Saved entries

* * * * *

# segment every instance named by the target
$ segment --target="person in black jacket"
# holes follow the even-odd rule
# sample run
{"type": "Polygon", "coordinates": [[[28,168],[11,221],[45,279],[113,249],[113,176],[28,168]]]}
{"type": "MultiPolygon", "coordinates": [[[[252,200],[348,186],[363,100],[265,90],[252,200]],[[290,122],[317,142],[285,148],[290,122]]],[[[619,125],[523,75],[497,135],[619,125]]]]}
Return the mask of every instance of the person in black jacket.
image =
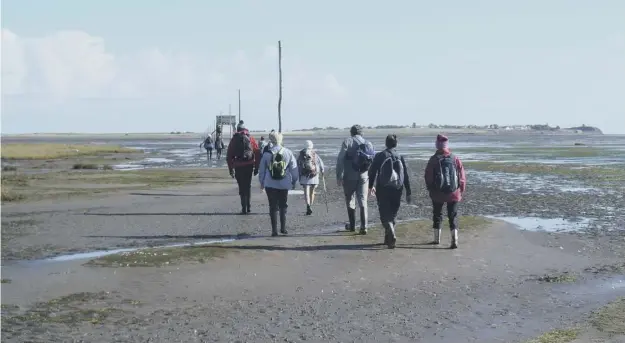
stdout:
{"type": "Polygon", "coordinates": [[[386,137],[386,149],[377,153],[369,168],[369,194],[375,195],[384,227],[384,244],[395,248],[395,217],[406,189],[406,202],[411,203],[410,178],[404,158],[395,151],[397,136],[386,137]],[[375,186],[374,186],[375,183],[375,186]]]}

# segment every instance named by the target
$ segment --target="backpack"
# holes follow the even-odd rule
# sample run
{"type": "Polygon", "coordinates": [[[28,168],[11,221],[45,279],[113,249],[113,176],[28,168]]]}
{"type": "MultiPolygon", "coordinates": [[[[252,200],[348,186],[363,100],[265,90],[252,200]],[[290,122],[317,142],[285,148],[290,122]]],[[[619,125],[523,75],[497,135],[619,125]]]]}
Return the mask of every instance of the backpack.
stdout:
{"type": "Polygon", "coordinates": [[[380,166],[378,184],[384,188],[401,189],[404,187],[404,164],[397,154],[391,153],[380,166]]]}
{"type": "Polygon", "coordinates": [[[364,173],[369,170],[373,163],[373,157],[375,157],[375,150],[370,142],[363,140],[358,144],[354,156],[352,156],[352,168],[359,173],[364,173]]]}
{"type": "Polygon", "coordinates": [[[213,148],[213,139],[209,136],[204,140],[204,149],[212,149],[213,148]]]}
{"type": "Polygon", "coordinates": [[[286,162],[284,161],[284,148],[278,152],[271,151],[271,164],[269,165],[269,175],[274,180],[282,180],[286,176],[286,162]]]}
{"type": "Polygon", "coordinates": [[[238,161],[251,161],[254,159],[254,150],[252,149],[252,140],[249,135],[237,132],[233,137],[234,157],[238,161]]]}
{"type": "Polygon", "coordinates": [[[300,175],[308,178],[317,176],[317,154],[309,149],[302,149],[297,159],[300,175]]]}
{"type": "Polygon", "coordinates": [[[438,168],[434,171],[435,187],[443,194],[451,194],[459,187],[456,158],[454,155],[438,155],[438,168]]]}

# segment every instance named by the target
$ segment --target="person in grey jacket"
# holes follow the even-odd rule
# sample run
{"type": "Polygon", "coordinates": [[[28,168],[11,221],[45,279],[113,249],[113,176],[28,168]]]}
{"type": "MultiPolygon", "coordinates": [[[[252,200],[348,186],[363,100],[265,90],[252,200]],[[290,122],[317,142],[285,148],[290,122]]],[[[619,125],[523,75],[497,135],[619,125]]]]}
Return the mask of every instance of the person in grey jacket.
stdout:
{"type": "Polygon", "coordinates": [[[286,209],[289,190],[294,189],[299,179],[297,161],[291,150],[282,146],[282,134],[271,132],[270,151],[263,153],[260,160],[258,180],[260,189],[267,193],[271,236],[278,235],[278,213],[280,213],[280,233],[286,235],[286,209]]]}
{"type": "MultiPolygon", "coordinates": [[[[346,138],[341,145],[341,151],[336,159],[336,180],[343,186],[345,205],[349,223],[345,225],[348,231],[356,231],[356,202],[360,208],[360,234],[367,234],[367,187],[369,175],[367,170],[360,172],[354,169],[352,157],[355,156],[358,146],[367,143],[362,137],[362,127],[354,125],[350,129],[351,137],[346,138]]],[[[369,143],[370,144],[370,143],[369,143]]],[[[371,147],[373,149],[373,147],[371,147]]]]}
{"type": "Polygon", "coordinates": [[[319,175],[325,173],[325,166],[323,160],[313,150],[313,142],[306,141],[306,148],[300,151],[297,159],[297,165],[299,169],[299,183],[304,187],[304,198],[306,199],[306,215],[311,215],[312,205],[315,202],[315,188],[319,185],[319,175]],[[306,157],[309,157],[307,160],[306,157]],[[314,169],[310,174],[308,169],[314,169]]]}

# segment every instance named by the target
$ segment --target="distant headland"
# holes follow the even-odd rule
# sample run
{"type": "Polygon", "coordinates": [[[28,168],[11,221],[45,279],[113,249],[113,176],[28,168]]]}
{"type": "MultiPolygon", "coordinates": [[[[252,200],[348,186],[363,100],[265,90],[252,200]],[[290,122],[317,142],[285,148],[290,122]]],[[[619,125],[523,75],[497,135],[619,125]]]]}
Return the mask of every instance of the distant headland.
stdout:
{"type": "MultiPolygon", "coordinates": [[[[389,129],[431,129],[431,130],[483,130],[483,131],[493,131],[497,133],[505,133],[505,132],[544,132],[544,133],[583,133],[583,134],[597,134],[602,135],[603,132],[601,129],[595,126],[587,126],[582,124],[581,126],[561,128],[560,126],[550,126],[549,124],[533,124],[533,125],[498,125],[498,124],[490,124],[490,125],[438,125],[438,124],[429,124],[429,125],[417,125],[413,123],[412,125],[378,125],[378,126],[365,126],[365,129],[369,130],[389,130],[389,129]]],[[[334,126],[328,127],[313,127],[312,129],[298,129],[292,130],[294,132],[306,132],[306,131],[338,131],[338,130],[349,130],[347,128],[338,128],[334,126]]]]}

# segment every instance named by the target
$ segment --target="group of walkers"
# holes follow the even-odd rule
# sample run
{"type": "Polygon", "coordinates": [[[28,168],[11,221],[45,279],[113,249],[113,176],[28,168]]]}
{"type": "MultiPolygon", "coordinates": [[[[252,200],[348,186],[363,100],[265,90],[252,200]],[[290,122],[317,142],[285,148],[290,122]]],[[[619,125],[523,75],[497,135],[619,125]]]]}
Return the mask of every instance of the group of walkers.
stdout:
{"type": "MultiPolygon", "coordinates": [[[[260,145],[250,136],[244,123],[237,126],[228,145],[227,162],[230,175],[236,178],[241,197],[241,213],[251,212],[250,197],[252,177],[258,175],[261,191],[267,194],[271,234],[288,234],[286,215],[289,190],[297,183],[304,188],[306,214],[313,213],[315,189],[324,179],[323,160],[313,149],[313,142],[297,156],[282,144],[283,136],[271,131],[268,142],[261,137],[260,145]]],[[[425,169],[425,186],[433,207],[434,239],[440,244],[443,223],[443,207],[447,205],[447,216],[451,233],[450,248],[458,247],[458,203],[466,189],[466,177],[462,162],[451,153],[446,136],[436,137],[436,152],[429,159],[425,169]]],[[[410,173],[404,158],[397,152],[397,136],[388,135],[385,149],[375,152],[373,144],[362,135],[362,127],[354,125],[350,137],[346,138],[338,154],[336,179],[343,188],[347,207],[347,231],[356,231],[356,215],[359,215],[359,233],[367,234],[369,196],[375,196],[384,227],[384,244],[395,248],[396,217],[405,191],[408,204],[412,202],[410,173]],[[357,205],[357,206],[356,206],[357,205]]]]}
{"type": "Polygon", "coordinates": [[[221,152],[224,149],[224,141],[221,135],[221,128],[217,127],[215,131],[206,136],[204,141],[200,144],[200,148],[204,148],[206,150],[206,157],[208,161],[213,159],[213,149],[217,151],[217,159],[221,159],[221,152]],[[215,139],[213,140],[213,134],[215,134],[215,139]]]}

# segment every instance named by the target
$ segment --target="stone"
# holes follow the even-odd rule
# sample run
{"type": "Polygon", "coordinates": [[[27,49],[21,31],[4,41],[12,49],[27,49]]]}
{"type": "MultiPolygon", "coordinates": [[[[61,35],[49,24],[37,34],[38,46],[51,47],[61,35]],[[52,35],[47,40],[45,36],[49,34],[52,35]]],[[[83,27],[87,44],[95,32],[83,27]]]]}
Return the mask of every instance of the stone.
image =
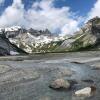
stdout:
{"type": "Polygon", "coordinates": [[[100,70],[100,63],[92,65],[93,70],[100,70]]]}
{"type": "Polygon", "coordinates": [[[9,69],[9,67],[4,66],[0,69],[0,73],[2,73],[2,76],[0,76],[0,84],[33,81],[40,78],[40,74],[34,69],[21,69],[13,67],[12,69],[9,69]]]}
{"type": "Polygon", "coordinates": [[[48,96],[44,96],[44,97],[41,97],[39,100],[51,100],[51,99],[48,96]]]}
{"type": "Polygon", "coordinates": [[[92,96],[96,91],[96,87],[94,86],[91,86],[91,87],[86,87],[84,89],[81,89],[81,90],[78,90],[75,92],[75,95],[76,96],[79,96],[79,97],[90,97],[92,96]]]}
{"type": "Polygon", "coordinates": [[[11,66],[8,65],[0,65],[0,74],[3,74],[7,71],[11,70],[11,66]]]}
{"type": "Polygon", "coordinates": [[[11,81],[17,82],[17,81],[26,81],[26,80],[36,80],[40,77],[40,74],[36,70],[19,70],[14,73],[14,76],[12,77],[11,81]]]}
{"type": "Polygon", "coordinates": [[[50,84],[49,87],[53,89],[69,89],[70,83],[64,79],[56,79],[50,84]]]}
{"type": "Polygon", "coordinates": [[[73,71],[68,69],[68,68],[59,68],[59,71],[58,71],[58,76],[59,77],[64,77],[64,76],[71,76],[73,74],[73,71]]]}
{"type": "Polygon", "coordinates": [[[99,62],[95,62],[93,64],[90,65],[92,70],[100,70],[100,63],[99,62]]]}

* * * * *

> [PROBLEM REQUIREMENTS] Tell how many lines in the entries above include the word "Return", and respond with the number alone.

> [RESULT OF THIS EXERCISE] 6